* [Objectif fixé 1]
D'après l'entretien, quel genre de leader Laura Bourgouin dit-elle être ?
* [Objectif fixé 2]
Recopiez le passage de l'entretien situé entre « Très honnêtement, en » et « de ce type. », bornes incluses.

* [Extrait à lire]
◇ ◇ ◇ ◇
Sa régularité au plus haut niveau, le record historique de buts avec le club qu’elle a en ligne de mire, la possibilité d’une vie sans football : Laura Bourgouin, pilier de l’ASJ Soyaux, a répondu aux questions de Footeuses.
Vous avez vécu une décennie complète à Soyaux. Quelles images vous viennent en premier en repensant à ce parcours et auriez-vous pensé au départ rester aussi longtemps dans ce club ?
Ce qui me vient en premier, ce sont peut-être plutôt des compétitions, celles que j’ai gagnées. Par exemple les universiades ou la coupe du monde militaire. En club, je songe au parcours avec le Mans, nous étions allées jusqu’en finale (du challenge de France, nom de la Coupe nationale en 2009). Avec Soyaux, nous sommes parvenues à atteindre les demi-finales (en 2014 et 2018). L’année où je suis arrivée aussi s’est très bien déroulée.
Très honnêtement, en arrivant, je ne me suis pas projetée. Faire dix ans ici, je n’ai pas réfléchi à le faire, mais je l’ai fait.
Avec Siga (Tandia) vous êtes un pilier du club, est-ce à vous de passer le plus de messages dans les vestiaires, de recadrer les plus jeunes ?
Avec l’expérience qu’on a, nous pouvons leur donner quelques orientations footballistiques. Leur donner des astuces pour les aider dans leur évolution. Je ne suis pas un leader de parole, Siga l’est sans doute plus en étant capitaine. Je suis plus un leader de terrain. Peut-être que dans les entraînements je vais leur donner quelques indications, lorsqu’une joueuse fait une passe du droit alors qu’elle devrait privilégier le gauche, des petites choses de ce type.
◇ ◇ ◇ ◇
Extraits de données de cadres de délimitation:
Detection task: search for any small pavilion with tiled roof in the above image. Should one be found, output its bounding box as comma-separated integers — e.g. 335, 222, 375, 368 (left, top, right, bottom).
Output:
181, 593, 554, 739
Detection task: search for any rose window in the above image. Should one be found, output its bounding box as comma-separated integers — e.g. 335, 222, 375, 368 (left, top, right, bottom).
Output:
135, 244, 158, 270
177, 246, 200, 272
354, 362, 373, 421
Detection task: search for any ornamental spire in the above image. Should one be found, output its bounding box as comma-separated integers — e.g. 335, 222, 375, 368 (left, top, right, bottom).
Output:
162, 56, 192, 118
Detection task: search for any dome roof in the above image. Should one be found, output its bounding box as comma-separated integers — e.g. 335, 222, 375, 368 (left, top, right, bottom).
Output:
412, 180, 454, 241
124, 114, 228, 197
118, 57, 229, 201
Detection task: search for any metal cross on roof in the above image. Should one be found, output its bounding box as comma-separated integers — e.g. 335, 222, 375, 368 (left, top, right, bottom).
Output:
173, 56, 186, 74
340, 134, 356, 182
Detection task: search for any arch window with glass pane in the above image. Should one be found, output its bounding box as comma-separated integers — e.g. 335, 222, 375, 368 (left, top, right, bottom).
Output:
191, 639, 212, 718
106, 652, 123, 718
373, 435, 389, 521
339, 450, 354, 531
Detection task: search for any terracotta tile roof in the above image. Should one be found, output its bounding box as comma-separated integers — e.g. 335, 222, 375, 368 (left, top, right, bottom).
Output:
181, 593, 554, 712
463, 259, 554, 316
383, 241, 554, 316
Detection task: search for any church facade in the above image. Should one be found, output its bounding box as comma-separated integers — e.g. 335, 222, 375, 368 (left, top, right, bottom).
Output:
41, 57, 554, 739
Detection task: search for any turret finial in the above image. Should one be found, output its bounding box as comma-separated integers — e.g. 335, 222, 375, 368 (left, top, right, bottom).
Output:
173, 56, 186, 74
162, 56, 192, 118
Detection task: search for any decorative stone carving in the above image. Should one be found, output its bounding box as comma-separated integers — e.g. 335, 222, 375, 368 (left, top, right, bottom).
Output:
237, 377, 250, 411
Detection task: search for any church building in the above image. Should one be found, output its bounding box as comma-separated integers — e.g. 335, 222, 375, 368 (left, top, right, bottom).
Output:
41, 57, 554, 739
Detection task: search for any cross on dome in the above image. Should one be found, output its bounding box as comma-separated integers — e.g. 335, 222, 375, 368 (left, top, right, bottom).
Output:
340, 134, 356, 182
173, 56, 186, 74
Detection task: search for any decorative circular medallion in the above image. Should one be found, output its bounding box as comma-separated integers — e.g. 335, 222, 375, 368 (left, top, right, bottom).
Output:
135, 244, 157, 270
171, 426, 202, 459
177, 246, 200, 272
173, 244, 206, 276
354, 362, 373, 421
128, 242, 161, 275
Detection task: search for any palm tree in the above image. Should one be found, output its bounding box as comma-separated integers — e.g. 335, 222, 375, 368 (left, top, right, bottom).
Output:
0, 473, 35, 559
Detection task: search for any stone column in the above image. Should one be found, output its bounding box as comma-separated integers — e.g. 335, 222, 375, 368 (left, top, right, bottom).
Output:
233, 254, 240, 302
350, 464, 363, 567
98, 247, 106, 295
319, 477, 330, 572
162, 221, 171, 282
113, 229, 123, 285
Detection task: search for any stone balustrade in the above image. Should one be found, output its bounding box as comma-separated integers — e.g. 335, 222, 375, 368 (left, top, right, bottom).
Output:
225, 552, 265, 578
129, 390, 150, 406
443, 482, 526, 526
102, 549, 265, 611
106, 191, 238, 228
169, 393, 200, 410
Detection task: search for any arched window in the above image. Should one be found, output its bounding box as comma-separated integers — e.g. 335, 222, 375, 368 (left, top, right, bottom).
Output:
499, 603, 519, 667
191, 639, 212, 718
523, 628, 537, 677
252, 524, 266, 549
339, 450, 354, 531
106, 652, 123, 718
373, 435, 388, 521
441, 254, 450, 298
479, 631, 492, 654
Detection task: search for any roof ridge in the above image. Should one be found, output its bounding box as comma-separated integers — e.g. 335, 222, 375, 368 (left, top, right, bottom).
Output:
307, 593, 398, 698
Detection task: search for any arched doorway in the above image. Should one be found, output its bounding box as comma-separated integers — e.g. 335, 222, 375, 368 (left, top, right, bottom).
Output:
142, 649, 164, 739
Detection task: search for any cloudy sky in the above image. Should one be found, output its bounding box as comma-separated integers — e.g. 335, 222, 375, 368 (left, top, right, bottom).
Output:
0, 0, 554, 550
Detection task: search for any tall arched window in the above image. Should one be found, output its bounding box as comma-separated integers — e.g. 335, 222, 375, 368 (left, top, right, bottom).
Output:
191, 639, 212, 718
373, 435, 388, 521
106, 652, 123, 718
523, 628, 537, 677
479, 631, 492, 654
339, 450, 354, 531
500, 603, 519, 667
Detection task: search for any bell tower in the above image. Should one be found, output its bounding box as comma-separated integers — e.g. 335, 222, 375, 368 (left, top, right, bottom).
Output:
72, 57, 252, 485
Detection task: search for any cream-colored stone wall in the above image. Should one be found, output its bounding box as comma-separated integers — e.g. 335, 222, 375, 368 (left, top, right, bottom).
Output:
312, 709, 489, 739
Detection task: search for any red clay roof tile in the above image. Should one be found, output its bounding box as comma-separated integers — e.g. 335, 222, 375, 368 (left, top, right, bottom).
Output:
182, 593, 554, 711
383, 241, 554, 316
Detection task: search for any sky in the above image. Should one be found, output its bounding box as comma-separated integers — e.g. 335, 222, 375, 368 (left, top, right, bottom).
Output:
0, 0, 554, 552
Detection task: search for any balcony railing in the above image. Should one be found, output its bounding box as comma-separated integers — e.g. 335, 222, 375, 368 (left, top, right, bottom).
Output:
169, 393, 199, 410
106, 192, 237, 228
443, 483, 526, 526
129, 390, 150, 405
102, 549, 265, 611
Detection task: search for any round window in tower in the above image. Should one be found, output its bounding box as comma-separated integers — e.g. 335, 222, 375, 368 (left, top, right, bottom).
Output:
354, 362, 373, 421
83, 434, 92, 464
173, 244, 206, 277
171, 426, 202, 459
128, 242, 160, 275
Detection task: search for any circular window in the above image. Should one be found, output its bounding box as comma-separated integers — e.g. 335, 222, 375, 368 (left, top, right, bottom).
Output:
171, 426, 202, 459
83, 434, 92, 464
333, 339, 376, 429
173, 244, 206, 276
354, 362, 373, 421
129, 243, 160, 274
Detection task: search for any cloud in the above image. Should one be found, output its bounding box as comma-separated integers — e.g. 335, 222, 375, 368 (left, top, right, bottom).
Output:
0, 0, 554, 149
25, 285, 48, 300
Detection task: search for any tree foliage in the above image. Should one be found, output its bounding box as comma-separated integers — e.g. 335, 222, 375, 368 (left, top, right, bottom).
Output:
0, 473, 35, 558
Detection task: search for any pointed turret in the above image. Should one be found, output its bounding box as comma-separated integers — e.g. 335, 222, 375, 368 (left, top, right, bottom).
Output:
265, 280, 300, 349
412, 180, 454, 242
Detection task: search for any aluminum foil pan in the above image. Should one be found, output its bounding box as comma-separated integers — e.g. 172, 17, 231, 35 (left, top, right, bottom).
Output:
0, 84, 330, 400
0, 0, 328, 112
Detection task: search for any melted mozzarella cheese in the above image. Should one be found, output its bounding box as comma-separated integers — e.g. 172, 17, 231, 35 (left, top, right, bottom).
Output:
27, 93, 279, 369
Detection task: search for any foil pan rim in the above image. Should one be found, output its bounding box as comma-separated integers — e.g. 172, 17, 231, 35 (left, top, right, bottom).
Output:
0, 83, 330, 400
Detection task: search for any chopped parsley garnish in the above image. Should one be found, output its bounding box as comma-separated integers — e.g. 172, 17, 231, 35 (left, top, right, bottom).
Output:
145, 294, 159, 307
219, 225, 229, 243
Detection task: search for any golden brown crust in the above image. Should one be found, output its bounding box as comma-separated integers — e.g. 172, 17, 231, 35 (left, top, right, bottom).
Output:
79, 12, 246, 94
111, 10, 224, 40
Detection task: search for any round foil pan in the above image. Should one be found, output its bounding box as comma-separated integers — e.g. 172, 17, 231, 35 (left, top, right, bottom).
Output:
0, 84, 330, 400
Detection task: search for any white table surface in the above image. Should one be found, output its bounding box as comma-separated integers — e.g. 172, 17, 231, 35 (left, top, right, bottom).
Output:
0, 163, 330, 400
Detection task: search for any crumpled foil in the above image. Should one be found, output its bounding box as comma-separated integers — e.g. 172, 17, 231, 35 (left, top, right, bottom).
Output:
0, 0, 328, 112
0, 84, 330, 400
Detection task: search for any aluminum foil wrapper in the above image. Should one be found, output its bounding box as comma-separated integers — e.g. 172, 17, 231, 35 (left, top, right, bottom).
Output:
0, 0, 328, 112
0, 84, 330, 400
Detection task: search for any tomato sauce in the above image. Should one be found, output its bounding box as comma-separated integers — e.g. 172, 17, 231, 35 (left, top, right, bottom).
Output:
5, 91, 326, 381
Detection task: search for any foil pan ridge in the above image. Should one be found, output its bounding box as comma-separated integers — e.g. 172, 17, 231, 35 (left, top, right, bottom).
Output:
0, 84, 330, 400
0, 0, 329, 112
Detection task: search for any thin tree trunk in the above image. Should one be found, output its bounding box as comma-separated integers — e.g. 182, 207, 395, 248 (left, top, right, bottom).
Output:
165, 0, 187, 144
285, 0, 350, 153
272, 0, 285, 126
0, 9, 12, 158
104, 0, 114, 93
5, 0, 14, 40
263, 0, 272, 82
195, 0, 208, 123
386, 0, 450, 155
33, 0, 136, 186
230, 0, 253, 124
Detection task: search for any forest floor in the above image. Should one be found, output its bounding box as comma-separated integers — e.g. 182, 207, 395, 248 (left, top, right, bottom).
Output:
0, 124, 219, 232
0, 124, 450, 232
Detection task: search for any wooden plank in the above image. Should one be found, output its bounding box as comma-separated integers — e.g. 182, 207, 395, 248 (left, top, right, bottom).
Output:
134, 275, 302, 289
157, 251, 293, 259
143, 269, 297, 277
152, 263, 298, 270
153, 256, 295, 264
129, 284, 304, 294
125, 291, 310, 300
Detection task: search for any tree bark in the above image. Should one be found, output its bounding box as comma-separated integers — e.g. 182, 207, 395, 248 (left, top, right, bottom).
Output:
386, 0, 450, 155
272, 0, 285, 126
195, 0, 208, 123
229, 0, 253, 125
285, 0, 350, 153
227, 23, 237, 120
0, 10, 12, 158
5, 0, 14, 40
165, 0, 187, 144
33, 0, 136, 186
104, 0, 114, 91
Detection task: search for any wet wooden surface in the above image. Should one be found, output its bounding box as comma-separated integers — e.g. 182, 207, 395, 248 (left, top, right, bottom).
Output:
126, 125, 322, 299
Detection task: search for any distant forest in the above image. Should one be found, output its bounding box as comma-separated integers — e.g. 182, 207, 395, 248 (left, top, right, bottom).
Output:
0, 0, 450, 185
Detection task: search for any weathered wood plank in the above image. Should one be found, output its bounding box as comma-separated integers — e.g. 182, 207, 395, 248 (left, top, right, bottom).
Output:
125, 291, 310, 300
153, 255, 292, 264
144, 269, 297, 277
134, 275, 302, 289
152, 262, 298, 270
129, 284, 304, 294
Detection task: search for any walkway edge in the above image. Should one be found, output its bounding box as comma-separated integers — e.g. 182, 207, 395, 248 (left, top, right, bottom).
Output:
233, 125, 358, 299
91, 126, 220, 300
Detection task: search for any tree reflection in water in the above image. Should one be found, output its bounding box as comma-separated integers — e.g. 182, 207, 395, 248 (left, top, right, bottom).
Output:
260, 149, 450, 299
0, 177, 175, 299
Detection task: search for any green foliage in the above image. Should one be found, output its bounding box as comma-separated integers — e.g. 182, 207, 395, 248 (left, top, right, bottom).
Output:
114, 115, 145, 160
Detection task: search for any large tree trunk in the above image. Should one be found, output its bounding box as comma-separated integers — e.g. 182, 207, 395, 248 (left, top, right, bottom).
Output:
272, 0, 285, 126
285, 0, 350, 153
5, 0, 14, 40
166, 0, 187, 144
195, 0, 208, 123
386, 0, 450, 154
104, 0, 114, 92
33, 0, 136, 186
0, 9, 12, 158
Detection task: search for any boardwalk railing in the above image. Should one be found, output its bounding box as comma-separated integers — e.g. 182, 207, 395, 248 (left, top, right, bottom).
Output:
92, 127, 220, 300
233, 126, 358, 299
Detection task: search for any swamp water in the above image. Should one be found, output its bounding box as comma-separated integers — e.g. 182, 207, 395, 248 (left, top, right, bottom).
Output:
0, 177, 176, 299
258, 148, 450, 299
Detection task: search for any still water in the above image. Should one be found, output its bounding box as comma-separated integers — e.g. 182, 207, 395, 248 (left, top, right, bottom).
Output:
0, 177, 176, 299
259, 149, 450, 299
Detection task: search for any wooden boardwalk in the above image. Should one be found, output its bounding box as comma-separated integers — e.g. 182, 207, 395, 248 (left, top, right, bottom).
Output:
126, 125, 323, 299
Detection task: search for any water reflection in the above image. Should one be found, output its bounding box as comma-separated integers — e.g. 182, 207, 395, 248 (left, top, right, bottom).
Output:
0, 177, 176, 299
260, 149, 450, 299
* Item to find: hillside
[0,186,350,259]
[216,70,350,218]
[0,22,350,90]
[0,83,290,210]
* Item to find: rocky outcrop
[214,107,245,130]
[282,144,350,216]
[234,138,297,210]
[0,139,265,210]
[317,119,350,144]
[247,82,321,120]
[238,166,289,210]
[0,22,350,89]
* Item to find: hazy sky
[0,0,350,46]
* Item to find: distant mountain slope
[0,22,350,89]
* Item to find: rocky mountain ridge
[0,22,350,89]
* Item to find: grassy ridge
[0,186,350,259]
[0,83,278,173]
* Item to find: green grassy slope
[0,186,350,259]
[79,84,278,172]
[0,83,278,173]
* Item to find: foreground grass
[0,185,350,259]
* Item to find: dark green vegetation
◇ ◇ ◇ ◇
* [Réponse rédigée 1]
Un leader de terrain, et non un leader de parole.

* [Réponse rédigée 2]
Très honnêtement, en arrivant, je ne me suis pas projetée. Faire dix ans ici, je n’ai pas réfléchi à le faire, mais je l’ai fait.
Avec Siga (Tandia) vous êtes un pilier du club, est-ce à vous de passer le plus de messages dans les vestiaires, de recadrer les plus jeunes ?
Avec l’expérience qu’on a, nous pouvons leur donner quelques orientations footballistiques. Leur donner des astuces pour les aider dans leur évolution. Je ne suis pas un leader de parole, Siga l’est sans doute plus en étant capitaine. Je suis plus un leader de terrain. Peut-être que dans les entraînements je vais leur donner quelques indications, lorsqu’une joueuse fait une passe du droit alors qu’elle devrait privilégier le gauche, des petites choses de ce type.